--- start ---

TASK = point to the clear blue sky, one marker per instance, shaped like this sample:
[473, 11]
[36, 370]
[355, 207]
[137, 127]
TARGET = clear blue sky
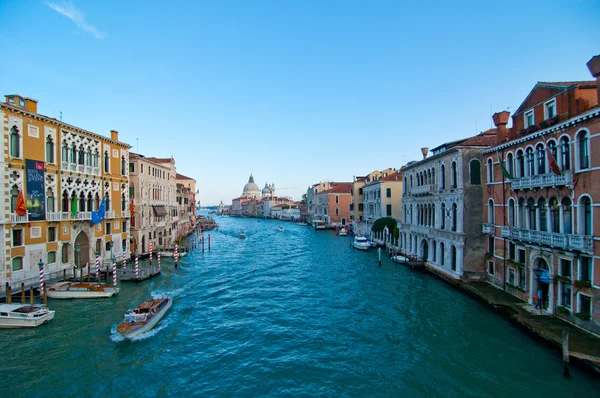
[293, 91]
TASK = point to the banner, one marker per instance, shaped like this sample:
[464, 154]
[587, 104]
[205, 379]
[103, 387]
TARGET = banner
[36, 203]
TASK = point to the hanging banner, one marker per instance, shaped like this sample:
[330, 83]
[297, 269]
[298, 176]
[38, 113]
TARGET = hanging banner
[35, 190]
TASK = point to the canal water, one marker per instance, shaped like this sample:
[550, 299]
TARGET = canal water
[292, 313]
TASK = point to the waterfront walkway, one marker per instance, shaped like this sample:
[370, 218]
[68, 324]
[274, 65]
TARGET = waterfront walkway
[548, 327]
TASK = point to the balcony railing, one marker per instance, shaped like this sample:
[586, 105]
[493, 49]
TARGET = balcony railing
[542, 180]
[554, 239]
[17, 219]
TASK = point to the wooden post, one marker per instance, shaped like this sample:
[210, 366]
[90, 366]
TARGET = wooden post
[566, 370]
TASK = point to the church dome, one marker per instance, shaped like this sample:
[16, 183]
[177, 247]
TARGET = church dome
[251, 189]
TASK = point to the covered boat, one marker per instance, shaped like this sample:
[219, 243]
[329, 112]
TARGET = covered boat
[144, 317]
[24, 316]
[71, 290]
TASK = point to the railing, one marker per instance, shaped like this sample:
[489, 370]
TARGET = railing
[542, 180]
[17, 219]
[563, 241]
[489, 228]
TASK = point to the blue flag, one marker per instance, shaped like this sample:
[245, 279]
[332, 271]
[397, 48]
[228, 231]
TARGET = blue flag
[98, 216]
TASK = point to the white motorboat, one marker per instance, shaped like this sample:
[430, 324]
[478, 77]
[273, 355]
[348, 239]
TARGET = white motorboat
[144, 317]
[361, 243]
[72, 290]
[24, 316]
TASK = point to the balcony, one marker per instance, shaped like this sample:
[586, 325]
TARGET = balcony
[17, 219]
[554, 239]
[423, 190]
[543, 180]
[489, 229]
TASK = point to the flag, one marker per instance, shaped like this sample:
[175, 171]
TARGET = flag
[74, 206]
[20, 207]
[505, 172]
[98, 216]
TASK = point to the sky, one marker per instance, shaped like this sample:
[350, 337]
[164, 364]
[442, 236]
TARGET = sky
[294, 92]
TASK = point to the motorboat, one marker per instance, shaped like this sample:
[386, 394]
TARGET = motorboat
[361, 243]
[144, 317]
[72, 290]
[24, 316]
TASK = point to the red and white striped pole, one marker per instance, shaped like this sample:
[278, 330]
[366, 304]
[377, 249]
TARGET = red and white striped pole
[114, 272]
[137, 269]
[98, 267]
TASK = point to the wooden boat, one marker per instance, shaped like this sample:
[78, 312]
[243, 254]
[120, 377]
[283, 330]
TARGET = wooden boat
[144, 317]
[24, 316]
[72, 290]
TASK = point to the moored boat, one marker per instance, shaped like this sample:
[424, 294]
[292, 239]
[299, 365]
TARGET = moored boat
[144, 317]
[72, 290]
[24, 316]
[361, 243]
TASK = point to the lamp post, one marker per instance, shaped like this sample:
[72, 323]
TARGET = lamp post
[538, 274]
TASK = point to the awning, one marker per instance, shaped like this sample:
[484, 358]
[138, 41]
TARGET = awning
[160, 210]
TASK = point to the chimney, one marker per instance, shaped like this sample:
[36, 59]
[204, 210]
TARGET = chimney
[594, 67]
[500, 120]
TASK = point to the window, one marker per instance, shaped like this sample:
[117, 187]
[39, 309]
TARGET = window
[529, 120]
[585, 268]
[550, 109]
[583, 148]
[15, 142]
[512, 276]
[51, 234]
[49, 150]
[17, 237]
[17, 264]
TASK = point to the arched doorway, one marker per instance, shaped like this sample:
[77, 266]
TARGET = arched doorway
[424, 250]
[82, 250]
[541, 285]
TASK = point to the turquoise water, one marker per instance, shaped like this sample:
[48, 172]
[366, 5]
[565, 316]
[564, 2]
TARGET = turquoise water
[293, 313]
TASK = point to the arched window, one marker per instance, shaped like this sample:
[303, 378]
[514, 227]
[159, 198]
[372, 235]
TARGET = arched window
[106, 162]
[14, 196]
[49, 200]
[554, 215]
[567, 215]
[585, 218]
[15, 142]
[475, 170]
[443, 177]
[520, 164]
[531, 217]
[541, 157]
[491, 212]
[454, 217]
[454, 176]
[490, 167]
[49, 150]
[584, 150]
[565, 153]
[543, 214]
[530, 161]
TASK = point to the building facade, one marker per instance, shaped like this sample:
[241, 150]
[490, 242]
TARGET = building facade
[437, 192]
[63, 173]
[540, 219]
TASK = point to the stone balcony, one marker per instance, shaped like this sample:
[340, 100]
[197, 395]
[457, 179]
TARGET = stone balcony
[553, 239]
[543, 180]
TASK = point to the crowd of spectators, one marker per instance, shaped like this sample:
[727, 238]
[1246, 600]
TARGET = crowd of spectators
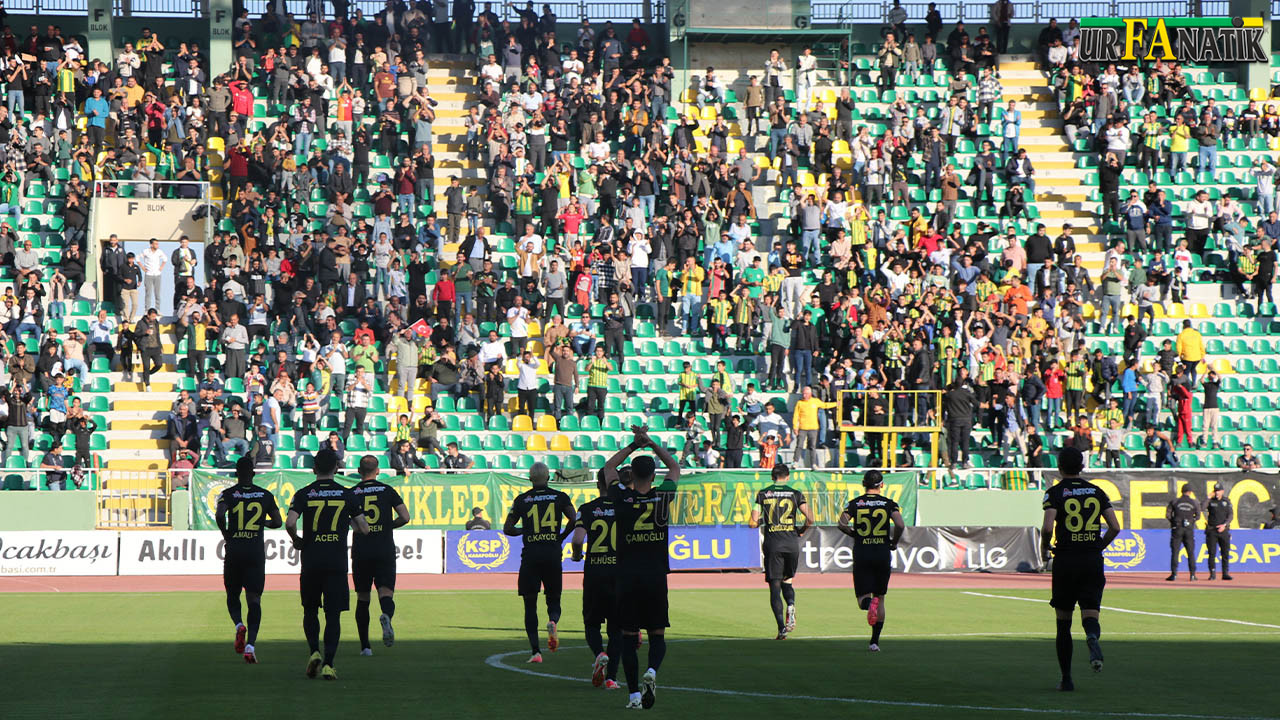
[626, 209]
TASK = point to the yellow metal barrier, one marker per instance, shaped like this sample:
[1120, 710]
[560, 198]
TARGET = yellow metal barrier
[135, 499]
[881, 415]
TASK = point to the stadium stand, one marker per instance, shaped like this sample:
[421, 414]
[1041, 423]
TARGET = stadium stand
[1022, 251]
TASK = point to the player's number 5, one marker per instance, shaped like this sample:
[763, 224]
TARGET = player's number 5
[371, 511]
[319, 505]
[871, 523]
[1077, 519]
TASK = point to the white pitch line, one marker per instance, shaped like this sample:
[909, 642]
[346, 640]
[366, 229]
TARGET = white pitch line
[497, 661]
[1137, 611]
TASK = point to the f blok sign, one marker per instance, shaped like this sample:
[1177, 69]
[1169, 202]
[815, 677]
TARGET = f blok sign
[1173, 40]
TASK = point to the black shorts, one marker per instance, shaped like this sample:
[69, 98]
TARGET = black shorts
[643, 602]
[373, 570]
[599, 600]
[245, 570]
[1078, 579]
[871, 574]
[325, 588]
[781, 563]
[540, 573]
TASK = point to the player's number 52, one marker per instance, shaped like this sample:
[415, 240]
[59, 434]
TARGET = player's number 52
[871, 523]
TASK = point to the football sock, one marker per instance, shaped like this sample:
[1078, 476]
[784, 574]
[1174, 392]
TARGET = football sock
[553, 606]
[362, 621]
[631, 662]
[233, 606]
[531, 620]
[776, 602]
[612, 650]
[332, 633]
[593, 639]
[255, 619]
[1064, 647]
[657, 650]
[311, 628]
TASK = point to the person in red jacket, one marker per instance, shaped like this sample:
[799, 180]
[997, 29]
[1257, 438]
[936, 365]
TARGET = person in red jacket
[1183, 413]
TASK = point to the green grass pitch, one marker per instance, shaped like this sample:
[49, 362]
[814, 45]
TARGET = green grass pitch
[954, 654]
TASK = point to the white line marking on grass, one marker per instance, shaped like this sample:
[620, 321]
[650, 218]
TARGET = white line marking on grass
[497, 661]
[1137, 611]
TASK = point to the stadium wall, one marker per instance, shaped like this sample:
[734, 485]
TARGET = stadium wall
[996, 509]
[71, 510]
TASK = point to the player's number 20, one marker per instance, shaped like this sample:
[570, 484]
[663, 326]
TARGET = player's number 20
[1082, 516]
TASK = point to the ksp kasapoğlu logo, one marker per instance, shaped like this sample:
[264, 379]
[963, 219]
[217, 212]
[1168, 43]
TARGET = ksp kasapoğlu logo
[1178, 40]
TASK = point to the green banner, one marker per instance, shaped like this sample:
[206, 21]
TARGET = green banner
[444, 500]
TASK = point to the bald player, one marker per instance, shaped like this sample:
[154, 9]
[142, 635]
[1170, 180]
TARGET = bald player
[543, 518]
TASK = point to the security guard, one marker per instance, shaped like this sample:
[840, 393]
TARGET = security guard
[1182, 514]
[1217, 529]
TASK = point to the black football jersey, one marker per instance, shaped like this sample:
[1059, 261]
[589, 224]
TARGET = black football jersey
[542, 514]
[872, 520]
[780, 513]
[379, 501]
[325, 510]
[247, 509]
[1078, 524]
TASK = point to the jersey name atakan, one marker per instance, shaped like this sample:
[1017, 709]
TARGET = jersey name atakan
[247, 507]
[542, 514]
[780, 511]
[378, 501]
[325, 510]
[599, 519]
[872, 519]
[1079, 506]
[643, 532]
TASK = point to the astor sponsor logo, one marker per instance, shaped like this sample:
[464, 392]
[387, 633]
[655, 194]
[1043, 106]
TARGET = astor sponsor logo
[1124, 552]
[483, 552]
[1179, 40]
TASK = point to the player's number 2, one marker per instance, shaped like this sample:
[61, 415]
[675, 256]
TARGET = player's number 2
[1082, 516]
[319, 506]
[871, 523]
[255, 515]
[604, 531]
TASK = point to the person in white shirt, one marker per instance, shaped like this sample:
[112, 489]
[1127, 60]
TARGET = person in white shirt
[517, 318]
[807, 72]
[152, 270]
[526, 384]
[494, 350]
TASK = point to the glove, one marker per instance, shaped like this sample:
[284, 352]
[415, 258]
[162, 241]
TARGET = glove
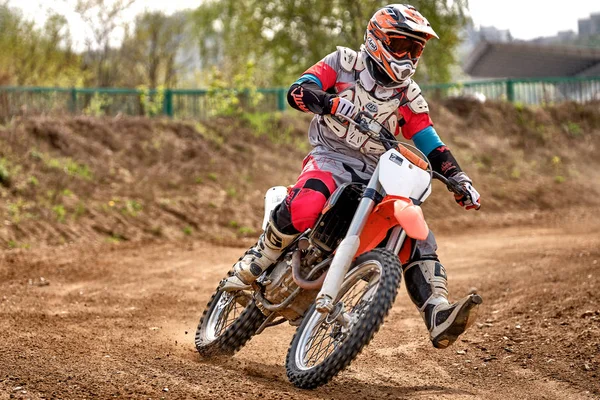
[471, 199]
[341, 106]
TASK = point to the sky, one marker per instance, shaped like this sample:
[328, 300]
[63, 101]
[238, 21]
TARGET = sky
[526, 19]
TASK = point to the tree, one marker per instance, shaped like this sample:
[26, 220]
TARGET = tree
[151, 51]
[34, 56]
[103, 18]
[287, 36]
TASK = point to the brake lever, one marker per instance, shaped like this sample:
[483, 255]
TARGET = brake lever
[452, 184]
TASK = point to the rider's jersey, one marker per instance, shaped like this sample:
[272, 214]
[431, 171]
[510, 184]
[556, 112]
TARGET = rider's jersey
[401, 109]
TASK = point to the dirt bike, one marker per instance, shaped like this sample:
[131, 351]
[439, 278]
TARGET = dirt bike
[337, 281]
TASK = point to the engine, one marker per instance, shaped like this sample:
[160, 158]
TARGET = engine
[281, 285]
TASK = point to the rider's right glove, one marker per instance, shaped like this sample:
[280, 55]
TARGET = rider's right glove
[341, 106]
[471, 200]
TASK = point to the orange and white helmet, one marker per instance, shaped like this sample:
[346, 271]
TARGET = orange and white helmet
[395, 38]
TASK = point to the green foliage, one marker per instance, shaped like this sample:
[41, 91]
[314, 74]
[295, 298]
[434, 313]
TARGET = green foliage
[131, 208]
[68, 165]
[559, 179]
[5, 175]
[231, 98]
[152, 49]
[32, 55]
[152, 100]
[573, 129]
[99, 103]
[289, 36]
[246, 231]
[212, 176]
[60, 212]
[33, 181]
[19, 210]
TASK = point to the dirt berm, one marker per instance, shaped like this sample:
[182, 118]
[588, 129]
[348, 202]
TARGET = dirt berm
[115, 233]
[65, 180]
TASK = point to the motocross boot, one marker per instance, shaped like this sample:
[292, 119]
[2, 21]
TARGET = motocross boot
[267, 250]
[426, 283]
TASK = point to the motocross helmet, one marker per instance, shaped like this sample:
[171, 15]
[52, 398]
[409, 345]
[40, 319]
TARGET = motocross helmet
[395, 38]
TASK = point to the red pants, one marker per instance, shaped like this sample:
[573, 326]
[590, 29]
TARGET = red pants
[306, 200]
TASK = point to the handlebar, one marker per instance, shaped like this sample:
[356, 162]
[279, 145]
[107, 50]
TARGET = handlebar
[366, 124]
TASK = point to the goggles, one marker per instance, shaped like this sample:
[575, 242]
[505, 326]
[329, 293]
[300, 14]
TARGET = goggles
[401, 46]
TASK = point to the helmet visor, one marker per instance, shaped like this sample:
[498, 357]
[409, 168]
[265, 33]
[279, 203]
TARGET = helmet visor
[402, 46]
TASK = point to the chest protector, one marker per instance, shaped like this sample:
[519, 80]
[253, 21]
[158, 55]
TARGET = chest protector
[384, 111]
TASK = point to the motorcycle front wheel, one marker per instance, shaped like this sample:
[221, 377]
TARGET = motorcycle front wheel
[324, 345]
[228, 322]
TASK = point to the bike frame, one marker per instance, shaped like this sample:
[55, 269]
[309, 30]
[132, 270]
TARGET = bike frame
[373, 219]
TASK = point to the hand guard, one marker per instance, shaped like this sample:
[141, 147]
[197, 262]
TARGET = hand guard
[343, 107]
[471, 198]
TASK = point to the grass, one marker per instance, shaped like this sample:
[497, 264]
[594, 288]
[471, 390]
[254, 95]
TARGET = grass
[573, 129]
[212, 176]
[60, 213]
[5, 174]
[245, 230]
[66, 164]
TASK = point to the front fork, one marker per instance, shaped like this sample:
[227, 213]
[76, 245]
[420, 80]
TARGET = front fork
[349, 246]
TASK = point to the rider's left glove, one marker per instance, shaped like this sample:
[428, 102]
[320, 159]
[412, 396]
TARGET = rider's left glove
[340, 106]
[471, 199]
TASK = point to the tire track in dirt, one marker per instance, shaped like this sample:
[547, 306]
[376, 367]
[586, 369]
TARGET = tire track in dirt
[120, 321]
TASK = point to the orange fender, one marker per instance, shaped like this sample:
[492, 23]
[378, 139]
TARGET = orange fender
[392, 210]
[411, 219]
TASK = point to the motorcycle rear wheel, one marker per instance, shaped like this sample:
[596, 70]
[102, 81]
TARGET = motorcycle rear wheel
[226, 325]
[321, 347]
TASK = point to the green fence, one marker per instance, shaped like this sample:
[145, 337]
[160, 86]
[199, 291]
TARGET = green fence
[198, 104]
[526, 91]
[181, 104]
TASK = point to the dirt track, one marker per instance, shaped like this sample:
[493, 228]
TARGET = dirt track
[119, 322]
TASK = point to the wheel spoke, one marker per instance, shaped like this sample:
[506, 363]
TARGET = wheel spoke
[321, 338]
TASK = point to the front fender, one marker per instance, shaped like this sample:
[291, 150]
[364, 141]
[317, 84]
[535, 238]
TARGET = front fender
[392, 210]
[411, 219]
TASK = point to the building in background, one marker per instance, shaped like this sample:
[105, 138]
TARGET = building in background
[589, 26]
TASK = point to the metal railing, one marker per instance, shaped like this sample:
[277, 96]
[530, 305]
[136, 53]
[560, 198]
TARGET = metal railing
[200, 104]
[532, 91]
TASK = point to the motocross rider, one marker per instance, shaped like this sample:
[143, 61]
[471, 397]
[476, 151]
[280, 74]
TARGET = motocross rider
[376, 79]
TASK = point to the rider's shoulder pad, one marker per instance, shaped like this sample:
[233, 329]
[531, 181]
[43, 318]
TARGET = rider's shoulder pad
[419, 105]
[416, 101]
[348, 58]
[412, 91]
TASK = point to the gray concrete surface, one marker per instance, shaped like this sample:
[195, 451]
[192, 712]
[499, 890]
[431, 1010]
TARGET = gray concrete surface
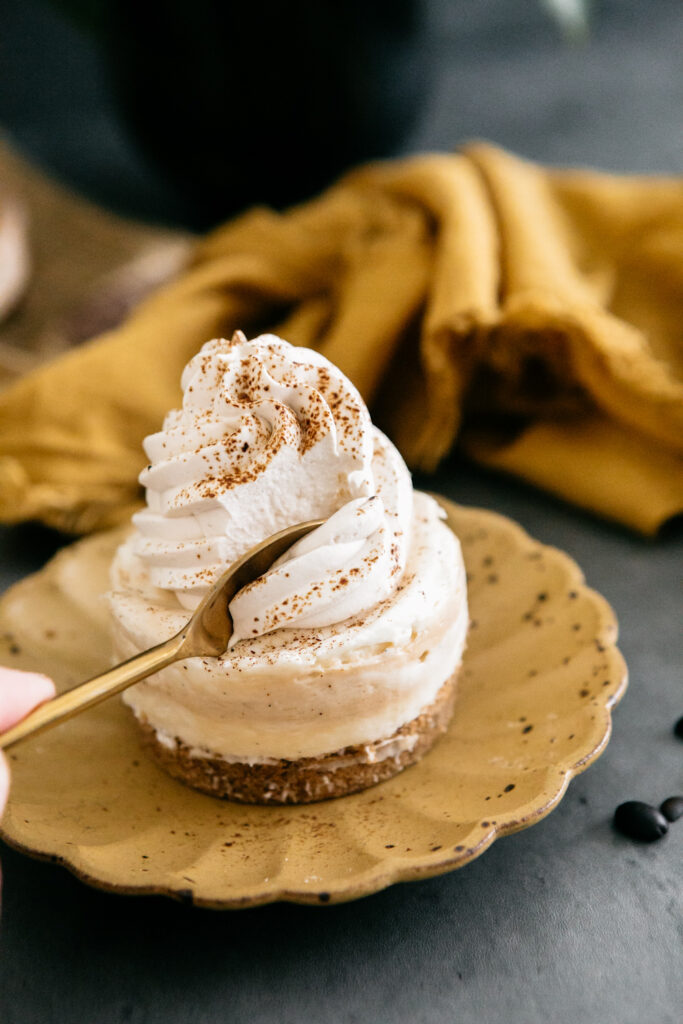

--- end ---

* _GIVEN REQUEST_: Extract word for word every line from the line that contains "TASK = point to the front fender, one" to the final line of the data, both included, and nothing else; skip the pictures.

* _FULL RESPONSE_:
TASK = point to the front fender, one marker per instance, shaped like this sample:
[291, 150]
[364, 141]
[317, 84]
[535, 238]
TARGET = front fender
[392, 210]
[411, 219]
TASK = point to the building in background, one marker per instance, shaped like this sample:
[105, 138]
TARGET = building in background
[589, 26]
TASK = point to the metal railing, one marker per instance, shaped like this sample:
[277, 96]
[530, 305]
[136, 53]
[560, 198]
TARGET = metal railing
[200, 104]
[532, 91]
TASK = point to the motocross rider, one marker per instance, shaped like this sample:
[143, 61]
[471, 397]
[476, 151]
[280, 74]
TARGET = motocross rider
[376, 79]
TASK = point to the rider's shoulder pad, one marker per instance, shaped like this sample:
[233, 329]
[531, 181]
[43, 318]
TARGET = rider's shoulder pad
[419, 105]
[416, 101]
[348, 58]
[412, 91]
TASK = point to the gray concrete surface, one marker per instance, shaped like this sample:
[195, 451]
[192, 712]
[499, 890]
[431, 1010]
TARGET = gray concrete surface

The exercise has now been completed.